┌─ Dataset records

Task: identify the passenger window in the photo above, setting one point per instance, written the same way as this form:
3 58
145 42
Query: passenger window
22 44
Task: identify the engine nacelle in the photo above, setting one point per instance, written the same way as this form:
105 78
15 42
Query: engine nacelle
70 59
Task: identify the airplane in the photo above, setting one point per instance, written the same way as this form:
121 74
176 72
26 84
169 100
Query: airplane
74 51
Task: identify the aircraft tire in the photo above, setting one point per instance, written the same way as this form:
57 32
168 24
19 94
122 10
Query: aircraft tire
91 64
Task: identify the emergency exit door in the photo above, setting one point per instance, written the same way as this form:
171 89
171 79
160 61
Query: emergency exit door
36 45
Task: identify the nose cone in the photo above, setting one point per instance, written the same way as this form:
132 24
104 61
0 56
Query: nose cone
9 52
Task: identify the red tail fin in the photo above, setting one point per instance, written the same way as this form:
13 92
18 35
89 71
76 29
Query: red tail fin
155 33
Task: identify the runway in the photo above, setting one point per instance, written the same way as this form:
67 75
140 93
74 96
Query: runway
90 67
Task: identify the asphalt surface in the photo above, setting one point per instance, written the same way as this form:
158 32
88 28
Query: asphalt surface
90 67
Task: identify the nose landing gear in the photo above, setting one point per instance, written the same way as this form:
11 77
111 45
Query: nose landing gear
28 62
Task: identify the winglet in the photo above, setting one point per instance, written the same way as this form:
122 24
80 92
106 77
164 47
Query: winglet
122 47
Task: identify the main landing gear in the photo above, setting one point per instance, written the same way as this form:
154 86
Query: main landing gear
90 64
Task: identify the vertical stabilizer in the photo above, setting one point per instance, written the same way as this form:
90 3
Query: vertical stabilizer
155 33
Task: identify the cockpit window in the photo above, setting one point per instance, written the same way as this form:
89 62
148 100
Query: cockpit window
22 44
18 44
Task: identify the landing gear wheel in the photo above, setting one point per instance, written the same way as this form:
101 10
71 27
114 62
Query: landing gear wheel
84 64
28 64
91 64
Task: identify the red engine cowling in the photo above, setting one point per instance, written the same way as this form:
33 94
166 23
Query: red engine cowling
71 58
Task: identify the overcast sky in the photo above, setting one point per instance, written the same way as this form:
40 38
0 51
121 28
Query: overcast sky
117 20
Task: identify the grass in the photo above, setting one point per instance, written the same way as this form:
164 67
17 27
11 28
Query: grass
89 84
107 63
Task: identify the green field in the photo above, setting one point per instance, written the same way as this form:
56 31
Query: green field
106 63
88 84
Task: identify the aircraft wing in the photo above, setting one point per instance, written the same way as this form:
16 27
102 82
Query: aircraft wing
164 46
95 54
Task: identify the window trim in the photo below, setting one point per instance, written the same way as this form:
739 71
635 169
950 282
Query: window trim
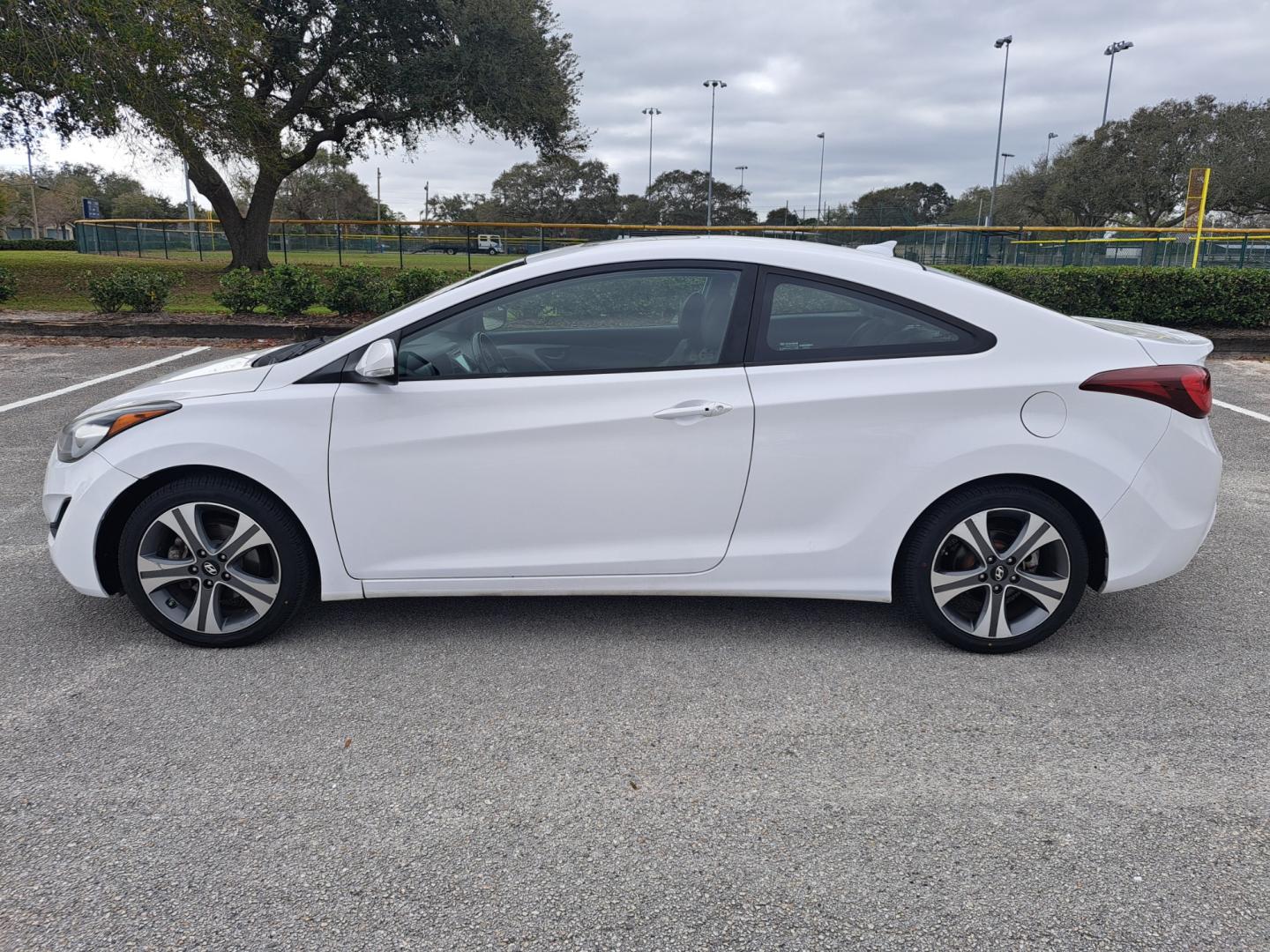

└─

*What to do*.
Write out all the entries above again, replacing every "setting" with "placing" and leaving everything else unchanged. Omit the picture.

*Exercise solution*.
Task: identify the passenger window in the photo above, placing one point per instance, written the same way as this form:
3 58
145 42
Query: passenger window
22 44
Task: identify the engine nacelle in the photo above, placing one point per instance, written the same way as this form:
105 78
15 42
Query: engine nacelle
70 59
Task: identify the airplane in the photo above, placing one point per instance, written the same way as this form:
121 74
176 72
26 84
169 100
Query: airplane
74 51
Task: identify the aircraft tire in the photo above, placing one point per instance, written the same way as this form:
57 32
168 24
19 94
122 10
Query: aircraft tire
91 64
Task: identify the emergency exit door in the photo above, placing one point per instance, written the same way as this form:
171 89
171 79
160 61
Query: emergency exit door
36 45
Task: identify the nose cone in the photo above, placing one point per instance, written the same way as this form:
132 24
104 61
0 56
Query: nose cone
9 52
Task: identify the red tail fin in the photo above, placing one point per instance, written the same way as this form:
13 92
18 35
89 71
76 29
Query: red tail fin
155 33
Task: identify the runway in the photo above, placing one point per instance, written the same way as this form:
67 75
140 93
74 96
Query: runway
90 67
Task: identify the asphalt surface in the photo above, placing one point per instance, written the same way as this form:
158 32
88 28
Query: asphalt surface
90 67
Task: identify the nose landing gear in the photo above, placing one point per instance, written the same way as this form:
11 77
111 45
Query: nose landing gear
28 62
Task: identify the winglet in the photo above, placing one point per instance, written the same way as this form:
122 24
80 92
106 77
164 47
Query: winglet
122 47
Task: identify the main landing gear in the photo above, placing one point per instance, written the same way as this form:
154 86
Query: main landing gear
90 64
Task: identify the vertical stabilizer in the photo above, placing one point per instance, written the same way as this form:
90 3
Query: vertical stabilizer
155 33
Task: identify the cockpit window in the photo above, placing one point per instance, written the same way as this form:
89 62
148 100
Query: cockpit window
22 44
18 44
Task: identify the landing gear wheel in the photo above, placing one point per instance, written the same way as this form:
101 10
71 27
114 62
Query: landing gear wheel
84 64
28 64
91 64
Task: identify the red engine cowling in the photo above, placing one point per instance, written the same way as this form:
33 94
166 23
Query: red engine cowling
71 58
Task: identify the overcast sky in the photo above, placing one point per instance, written the same way as this form:
40 38
0 51
121 28
Query: overcast sky
117 20
Task: identify the grass in the photo above, placing one point per instance, written the same way as this form:
164 67
17 27
11 28
Query: grass
89 84
107 63
Task: identify the green field in the photo above, placing one point per instance, written the same way as this form:
56 31
Query: green field
106 63
88 84
Task: identify the aircraft wing in the photo above, placing one point per instance, written the same way as this form:
16 27
102 82
Query: aircraft wing
164 46
95 54
Task: identify the window trim in the photo below, placing one point per instance, written the same way as this form:
739 71
635 169
950 282
Query: window trim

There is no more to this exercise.